• PROBLEM DETAILS:
Please print out the entries below unchanged and skip the images.

• EXERCISE INPUT:

%%

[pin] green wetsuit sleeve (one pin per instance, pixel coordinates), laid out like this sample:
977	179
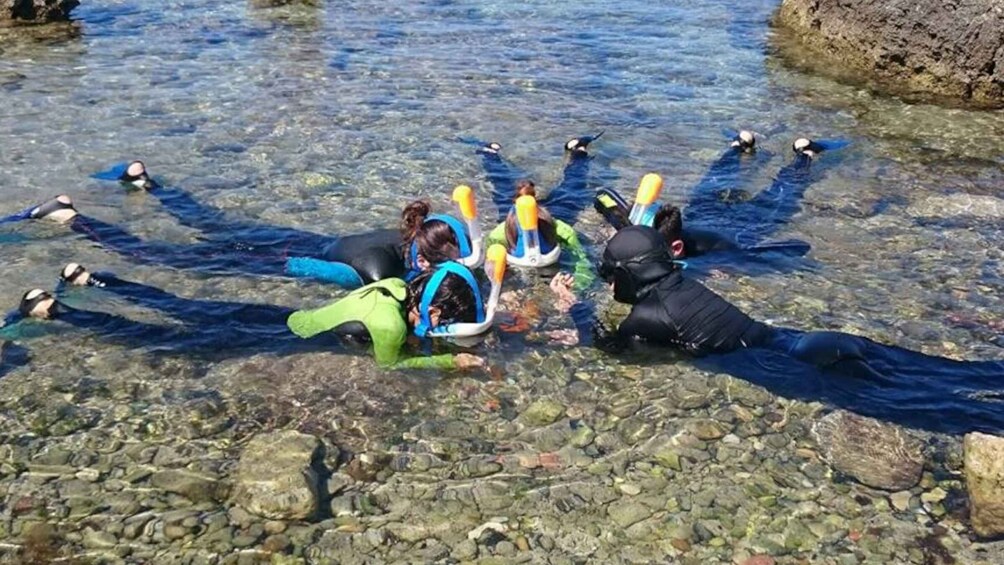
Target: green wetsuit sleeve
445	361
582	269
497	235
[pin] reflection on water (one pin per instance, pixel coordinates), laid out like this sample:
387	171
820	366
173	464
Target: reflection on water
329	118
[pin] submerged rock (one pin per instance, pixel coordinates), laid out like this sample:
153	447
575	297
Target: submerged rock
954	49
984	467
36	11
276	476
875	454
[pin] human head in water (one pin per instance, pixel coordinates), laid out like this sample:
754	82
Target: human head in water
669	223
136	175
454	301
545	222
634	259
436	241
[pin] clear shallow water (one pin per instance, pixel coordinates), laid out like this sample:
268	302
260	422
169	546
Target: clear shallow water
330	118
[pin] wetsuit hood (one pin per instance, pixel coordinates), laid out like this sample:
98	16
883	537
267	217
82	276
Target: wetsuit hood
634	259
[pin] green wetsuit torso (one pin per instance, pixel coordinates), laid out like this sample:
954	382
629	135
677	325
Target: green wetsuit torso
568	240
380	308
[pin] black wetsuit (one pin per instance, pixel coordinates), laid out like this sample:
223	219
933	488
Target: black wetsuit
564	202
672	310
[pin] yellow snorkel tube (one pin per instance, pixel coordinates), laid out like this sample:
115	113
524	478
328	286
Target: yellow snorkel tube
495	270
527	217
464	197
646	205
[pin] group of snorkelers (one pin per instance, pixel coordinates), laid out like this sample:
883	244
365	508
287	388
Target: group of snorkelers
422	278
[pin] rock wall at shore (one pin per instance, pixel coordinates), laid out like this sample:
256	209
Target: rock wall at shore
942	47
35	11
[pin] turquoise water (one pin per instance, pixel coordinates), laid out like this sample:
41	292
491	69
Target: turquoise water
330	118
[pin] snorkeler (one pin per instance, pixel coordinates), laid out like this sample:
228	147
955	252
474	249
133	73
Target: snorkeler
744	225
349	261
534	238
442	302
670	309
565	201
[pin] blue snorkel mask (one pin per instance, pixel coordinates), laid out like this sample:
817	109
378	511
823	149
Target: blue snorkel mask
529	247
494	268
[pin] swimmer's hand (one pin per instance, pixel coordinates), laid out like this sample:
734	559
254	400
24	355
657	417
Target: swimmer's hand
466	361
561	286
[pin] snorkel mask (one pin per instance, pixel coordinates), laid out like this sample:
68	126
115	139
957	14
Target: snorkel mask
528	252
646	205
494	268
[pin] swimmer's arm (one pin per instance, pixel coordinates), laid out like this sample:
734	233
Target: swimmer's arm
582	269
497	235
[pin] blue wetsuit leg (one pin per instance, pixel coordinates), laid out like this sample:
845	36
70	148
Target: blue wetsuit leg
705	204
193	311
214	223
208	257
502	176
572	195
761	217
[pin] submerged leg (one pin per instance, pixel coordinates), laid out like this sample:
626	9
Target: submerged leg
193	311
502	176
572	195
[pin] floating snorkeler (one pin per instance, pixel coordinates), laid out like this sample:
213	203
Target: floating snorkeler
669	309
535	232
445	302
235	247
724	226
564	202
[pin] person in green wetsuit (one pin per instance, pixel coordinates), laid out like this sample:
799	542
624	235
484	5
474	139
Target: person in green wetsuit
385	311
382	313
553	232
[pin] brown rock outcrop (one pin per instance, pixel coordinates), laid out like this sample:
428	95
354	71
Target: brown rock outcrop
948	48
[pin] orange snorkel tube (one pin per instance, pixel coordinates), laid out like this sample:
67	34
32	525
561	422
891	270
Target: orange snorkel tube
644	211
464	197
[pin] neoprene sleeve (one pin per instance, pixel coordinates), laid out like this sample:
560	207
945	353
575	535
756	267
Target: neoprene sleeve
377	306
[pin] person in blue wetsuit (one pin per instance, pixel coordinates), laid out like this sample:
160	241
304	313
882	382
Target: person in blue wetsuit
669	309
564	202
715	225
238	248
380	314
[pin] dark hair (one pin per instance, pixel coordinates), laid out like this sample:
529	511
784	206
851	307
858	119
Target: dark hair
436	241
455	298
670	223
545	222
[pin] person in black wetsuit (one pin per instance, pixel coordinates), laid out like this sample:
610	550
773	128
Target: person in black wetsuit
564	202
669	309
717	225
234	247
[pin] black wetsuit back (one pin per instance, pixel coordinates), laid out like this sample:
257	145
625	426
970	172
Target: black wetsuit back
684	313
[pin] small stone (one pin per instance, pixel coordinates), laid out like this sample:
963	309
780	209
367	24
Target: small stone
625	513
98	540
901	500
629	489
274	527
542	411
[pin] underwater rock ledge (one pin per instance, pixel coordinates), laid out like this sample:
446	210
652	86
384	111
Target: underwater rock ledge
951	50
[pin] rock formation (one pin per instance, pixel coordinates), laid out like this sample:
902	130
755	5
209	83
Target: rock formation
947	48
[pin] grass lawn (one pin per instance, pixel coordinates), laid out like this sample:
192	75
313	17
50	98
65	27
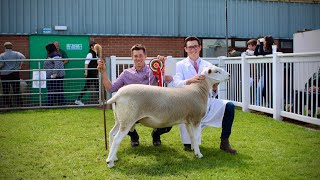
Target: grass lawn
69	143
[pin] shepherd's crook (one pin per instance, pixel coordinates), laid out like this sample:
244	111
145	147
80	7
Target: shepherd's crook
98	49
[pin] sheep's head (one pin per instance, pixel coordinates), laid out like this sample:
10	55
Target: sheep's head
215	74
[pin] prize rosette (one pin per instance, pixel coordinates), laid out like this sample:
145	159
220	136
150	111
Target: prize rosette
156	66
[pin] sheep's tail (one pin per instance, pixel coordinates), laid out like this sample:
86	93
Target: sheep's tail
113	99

%%

• RESPONSE TO THE EXERCISE:
[pin] green wetsuit sleeve (one pin per instance, pixel coordinates), laid out like this sample:
977	179
Target: green wetsuit sleeve
445	361
582	269
497	235
[pin] reflection on water (one pin per instance, pixel coordinates), laid out like this sample:
387	171
820	366
173	464
Target: reflection on water
329	118
[pin] submerged rock (one pin per instance, pixel coordinates), laid out like this sample:
153	447
575	297
Target: submerged rock
954	49
984	467
36	11
276	476
875	454
[pin] human head in water (one pin per instance, pixel coordinates), laid out like this sample:
754	82
Target: human head in water
669	223
136	175
454	301
545	222
634	259
436	241
[pin] clear shallow water (one pin per instance, pixel coordinates), laid out like this sample:
268	302
260	422
169	546
Target: clear shallow water
330	118
[pin] wetsuit hood (one pin per instance, pixel coordinates), laid out like this sample:
98	16
883	537
267	217
82	276
Target: wetsuit hood
634	259
[pin] green wetsuit torso (one pin per instance, pixel coordinates), laid out like this sample:
954	382
629	135
677	325
Target: green wetsuit torso
568	240
380	308
[pin] black wetsuit (one pin per instance, pixel coordinates), laid out like this sample:
223	219
933	488
Target: black wetsuit
564	202
672	310
[pin] yellow snorkel tube (one pin per instance, pixel coordinates), laid out like this sample:
115	113
524	478
328	286
Target: yellow snorkel tube
495	270
527	217
464	197
646	205
[pin] group of snorkelers (one pin per instance, pixel coordinates), laid out like this sample:
883	244
365	508
287	388
Target: group of snorkelers
422	278
[pin] rock wall at shore (one pin per instance, pixel coordinates), laid out like this sample:
256	209
Target: rock wall at shore
942	47
35	11
[pin] turquoise water (one pin per instance, pixel coordinates), laid out like this sample:
41	292
491	69
Target: turquoise water
330	118
[pin] snorkeler (one pin per instance, pixel coordinates), laid out like this sample:
228	147
955	252
474	249
133	73
Target: snorkeler
744	225
349	261
534	238
442	302
670	309
565	201
[pin] blue snorkel mask (one pin per instance, pixel coordinates), laid out like this sample:
817	109
378	511
823	149
Target: blue snorkel mask
529	247
494	268
[pin] swimmer's hand (one pin per instance, pixel coordinates), laid out like this sample:
734	559
254	400
24	355
657	417
Target: swimmer's hand
466	361
561	286
[pin] snorkel mask (one pin per instance, pixel coordinates), laid out like this sample:
68	126
115	139
957	14
Target: snorkel mask
528	252
646	205
494	268
[pin] swimmer's arm (one pin per instance, pixel coordinates), laid out like this sample:
734	233
Target: swimmer's arm
582	269
497	235
[pin] blue wetsuit leg (one pin per instance, pixel coordinates), laid out like this sample:
845	36
70	148
Target: blue wetsuit leg
705	204
193	311
214	223
208	257
502	176
572	195
761	217
[pin] submerged leg (one pin per instance, pixel coordinates), laid out like this sample:
626	9
Target: submerged leg
193	311
502	176
572	195
[pin] floating snorkeler (one pin per instance, pixel coordinates), laid out like this sample:
213	203
Target: floating snorkeler
669	309
535	232
445	302
235	247
724	226
564	202
[pin] person in green wetsuit (one pin per instance, pixel coordinates), laid out like this sample:
799	542
624	235
484	5
474	139
Target: person in green wetsuit
385	311
382	313
553	232
[pin] brown rock outcrop (one pin per instance, pixel coordinates), laid out like this sample:
428	95
354	71
Target: brown rock outcrop
948	48
[pin] orange snorkel tube (one pin per instance, pixel coordinates), laid out like this sample:
67	34
32	525
561	422
891	270
Target: orange snorkel tube
644	211
464	197
[pin] neoprene sleeve (one pin per instance, pixel coordinates), laid out like this sample:
560	207
945	353
575	535
756	267
Target: neoprene sleeve
377	306
[pin] person in blue wetsuit (one pin per instance, pixel coordinates), laid out like this sample:
160	241
304	313
882	382
Target: person in blue wetsuit
669	309
564	202
715	225
238	248
380	314
[pin] dark hair (one pin per instance, pixel coordinates), laid out like this sample:
529	511
784	206
851	307
858	119
Target: dark hair
436	241
455	298
670	223
545	222
[pin] person in black wetsuit (one pin per instance, pixel coordinates), laid out like this sample:
610	550
773	128
Target: person in black wetsuit
564	202
669	309
717	225
234	247
[pin] black wetsuit back (one pin per instance, pixel coordinates), laid out like this sample:
257	145
625	426
970	172
Target: black wetsuit back
684	313
[pin] small stone (one pin per instance, pixel coordinates), laid out like this sample:
963	309
780	209
367	24
Target: small stone
625	513
98	540
901	500
629	489
274	527
542	411
[pin] underwater rock ledge (one pin per instance, pixel coordinates), laid out like this sample:
446	210
652	86
384	111
Target: underwater rock ledge
951	50
[pin] rock formation (one pin per instance, pixel coordinates), laid out like this sample:
902	130
755	5
209	83
Target: rock formation
947	48
[pin] grass lawn (one pin per instance, pixel coordinates), laid out like this sample:
192	75
313	17
50	98
65	27
Target: grass lawn
69	143
[pin] shepherd's crook (one pin per instance, pixel coordinates), laid out like this sample:
244	111
145	147
80	7
Target: shepherd's crook
98	49
[pin] sheep's head (one pin per instance, pixel coordinates), laid out like this sample:
10	55
Target: sheep's head
215	74
[pin] prize rosette (one pin per instance, pixel coordinates), laid out like this sample:
145	159
220	136
150	111
Target: prize rosette
156	66
[pin] sheep's tail (one pin per instance, pixel coordinates), laid out like this sample:
86	93
Target: sheep's tail
113	99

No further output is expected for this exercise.